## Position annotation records

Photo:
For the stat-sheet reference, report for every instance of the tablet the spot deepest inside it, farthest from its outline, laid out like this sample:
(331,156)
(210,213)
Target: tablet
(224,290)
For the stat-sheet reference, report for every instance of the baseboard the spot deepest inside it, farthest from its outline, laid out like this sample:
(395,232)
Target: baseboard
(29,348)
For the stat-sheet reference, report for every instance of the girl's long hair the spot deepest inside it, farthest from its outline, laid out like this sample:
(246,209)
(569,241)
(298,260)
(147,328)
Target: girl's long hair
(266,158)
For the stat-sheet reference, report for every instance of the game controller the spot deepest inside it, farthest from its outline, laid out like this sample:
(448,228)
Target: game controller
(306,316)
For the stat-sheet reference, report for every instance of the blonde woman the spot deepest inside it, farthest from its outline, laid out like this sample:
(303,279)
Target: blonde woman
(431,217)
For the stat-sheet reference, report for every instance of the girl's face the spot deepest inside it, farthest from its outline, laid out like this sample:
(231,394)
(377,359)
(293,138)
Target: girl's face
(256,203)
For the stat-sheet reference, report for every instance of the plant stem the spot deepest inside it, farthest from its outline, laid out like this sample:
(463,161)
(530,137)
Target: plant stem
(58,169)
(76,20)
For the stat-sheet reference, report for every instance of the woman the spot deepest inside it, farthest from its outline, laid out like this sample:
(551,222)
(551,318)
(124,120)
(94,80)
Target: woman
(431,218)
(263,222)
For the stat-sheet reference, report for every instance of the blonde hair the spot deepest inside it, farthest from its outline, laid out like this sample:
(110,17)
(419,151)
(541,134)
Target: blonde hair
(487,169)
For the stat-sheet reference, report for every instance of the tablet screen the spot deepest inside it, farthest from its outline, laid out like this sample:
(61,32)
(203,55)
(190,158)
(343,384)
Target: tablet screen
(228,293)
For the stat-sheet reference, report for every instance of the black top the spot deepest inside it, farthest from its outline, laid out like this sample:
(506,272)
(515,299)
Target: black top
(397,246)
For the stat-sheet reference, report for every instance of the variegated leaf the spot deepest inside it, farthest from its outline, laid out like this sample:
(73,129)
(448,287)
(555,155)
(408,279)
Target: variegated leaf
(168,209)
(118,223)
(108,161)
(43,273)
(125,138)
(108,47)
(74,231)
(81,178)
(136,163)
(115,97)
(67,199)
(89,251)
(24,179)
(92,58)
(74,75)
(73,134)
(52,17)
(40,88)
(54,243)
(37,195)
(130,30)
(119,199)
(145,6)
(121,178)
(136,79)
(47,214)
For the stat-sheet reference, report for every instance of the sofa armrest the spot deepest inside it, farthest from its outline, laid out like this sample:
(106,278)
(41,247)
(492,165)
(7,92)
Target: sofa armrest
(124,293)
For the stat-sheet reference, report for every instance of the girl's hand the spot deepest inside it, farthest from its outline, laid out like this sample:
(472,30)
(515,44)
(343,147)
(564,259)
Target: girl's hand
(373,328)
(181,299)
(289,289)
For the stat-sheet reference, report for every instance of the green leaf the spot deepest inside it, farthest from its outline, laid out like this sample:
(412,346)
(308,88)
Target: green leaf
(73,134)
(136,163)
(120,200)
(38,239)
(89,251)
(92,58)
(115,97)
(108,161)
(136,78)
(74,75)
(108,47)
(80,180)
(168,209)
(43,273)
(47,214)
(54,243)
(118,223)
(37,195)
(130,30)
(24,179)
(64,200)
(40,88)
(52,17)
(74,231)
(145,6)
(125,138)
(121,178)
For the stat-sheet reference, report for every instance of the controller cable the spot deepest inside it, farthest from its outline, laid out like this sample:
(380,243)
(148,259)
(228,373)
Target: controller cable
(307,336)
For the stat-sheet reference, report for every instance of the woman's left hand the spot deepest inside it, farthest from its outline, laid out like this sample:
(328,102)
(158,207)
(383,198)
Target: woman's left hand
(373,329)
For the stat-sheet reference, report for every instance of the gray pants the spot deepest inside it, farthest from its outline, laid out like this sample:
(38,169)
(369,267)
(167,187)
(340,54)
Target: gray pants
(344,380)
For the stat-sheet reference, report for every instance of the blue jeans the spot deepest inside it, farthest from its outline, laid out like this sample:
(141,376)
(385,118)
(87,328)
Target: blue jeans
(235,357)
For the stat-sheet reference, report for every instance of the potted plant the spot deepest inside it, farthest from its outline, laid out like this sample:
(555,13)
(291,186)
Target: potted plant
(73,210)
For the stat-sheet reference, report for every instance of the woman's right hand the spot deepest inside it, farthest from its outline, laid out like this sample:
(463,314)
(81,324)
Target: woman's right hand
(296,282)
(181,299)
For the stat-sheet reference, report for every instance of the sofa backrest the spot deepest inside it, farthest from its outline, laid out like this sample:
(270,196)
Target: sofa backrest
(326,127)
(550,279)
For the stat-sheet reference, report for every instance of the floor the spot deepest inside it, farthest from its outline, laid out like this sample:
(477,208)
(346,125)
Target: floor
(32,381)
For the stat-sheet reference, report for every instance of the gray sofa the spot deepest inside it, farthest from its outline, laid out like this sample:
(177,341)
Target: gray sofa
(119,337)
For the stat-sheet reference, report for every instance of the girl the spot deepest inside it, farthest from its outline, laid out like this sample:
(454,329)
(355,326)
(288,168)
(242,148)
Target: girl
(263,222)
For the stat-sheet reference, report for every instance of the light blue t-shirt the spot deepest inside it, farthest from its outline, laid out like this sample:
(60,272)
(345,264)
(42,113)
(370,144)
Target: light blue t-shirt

## WHAT YOU NEED TO DO
Output each record precisely as given.

## THE RESULT
Photo:
For the stat-sheet reference, report for every instance of the tablet the spot deepest inside it, farthest from its outline, laid out like this sample:
(331,156)
(210,213)
Target: tablet
(224,290)
For the stat-sheet reference, report for every instance of the baseboard the spot deepest inside it, farthest from its outline, laid out like this sample:
(395,232)
Target: baseboard
(29,348)
For the stat-sheet reference, report for every instance of the girl's long hair the spot deepest inside it, farthest from its outline, laid out like this sample:
(246,209)
(569,241)
(298,260)
(147,328)
Target: girl's long hair
(266,158)
For the stat-sheet reference, report for every instance of the game controller the spot deepest inside it, farthest from its outline, laid out like this sample:
(448,228)
Target: game controller
(306,316)
For the stat-sheet reference, report for every instance of the blonde woman the spot deepest inside it, farthest from its outline, laid out like this sample:
(303,279)
Target: blonde woman
(431,217)
For the stat-sheet reference, report for every instance of the girl's face the spot deepest inside it, farthest from its outline, laid out like this sample:
(231,394)
(377,359)
(293,138)
Target: girl's face
(256,203)
For the stat-sheet reference, report for every instance of the plant stem the spot deepest inside it, farthest from its outline, laid out like this sample:
(463,161)
(530,137)
Target: plant stem
(58,169)
(76,20)
For the stat-sheet reference, report for every instance of the woman the spot deepest inside it, farthest from its outline, laid out like this sample:
(551,222)
(551,318)
(124,120)
(94,80)
Target: woman
(431,218)
(263,222)
For the stat-sheet reference, report for every instance of the blonde hair the spot deepest inside it, farthest from its outline, laid out like this sample:
(110,17)
(419,151)
(541,134)
Target: blonde hair
(487,169)
For the stat-sheet reference, report for every instance of the tablet screen the spot deepest inside it, farthest from its outline, laid out like this sample:
(61,32)
(203,55)
(190,158)
(343,384)
Target: tablet screen
(228,293)
For the stat-sheet reference, report for every instance of the black top the spot deepest inside it, farthest from its outline, laid out like this sample:
(506,272)
(515,299)
Target: black top
(397,246)
For the stat-sheet reference, report for every instance of the variegated leaf the spot deepest inside it, farthest from its outline, laid out like this sample:
(73,129)
(448,287)
(555,155)
(408,279)
Target: variegated leaf
(168,209)
(118,223)
(108,161)
(43,273)
(125,138)
(108,47)
(74,231)
(81,178)
(136,163)
(115,97)
(67,199)
(89,251)
(24,179)
(92,58)
(74,75)
(73,134)
(52,17)
(40,88)
(54,243)
(37,195)
(130,30)
(119,199)
(145,6)
(121,178)
(136,79)
(47,214)
For the stat-sheet reference, report for every instance of the sofa armrest the spot deepest inside it, farthest from its outline, laid out like this sample:
(106,278)
(41,247)
(492,165)
(7,92)
Target: sofa armrest
(124,293)
For the stat-sheet reference, report for every instance of the girl's hand the spot deepest inside it, farthest from its outline, laid out like this sample:
(472,30)
(515,44)
(343,147)
(564,259)
Target: girl's hand
(373,328)
(181,299)
(289,289)
For the stat-sheet reference, report for every instance of the green leaf the spot deepest inside it, farthest from its outline, laid out like this sample:
(412,346)
(308,88)
Target: green leaf
(73,134)
(136,163)
(120,200)
(38,239)
(89,251)
(92,58)
(115,97)
(108,161)
(136,78)
(74,75)
(108,47)
(80,180)
(168,209)
(43,273)
(47,214)
(54,243)
(118,223)
(37,195)
(130,30)
(24,179)
(64,200)
(40,88)
(52,17)
(74,231)
(145,6)
(125,138)
(121,178)
For the stat-sheet reference, report for every instance of the controller cable the spot deepest inside it, farthest from its outline, laid out like this sample:
(380,243)
(148,259)
(228,373)
Target: controller cable
(307,336)
For the stat-sheet reference, report for every instance of the woman's left hand the spot deepest inside it, farthest from its outline, laid out like this sample:
(328,102)
(158,207)
(383,198)
Target: woman's left hand
(373,329)
For the stat-sheet reference, report for every instance of the gray pants the spot deepest inside it, farthest from its outline, laid out like this sample:
(38,169)
(369,267)
(167,187)
(340,54)
Target: gray pants
(344,380)
For the stat-sheet reference, report for every instance of the blue jeans the spot deepest inside it, farthest from its outline, laid out like this sample:
(141,376)
(385,118)
(87,328)
Target: blue jeans
(235,357)
For the stat-sheet reference, report for every instance of the potted plant the spot deepest inside it, farthest from its outline, laid out like this sample:
(555,13)
(291,186)
Target: potted plant
(73,210)
For the stat-sheet reference, report for every instance of the woman's right hand the spot deepest inside it, farthest from its outline, laid out like this sample:
(463,314)
(81,324)
Target: woman's right hand
(296,282)
(181,299)
For the stat-sheet reference, report for every instance of the sofa backrest the spot deepest inside it, farthest from its outline, laid out like this sample:
(270,196)
Target: sofa backrest
(326,127)
(550,279)
For the stat-sheet reference, report for every instance of the floor the spot deepest inside it, farthest from its outline, laid out like this sample:
(477,208)
(346,125)
Target: floor
(32,381)
For the stat-sheet reference, report for every instance of the gray sofa the spot deepest inside it, farthest from its outline, laid out like this sample:
(177,341)
Target: gray sofa
(119,337)
For the stat-sheet reference, report for every instance of the girl the spot deepest inside it, farthest from its outline, laid out like this sample:
(454,329)
(355,326)
(288,168)
(242,148)
Target: girl
(263,222)
For the stat-sheet reference, report for every instance of the light blue t-shirt the spot deepest inside it, farthest from its outline, laid out like this sample:
(60,272)
(345,264)
(42,113)
(370,144)
Target: light blue t-shirt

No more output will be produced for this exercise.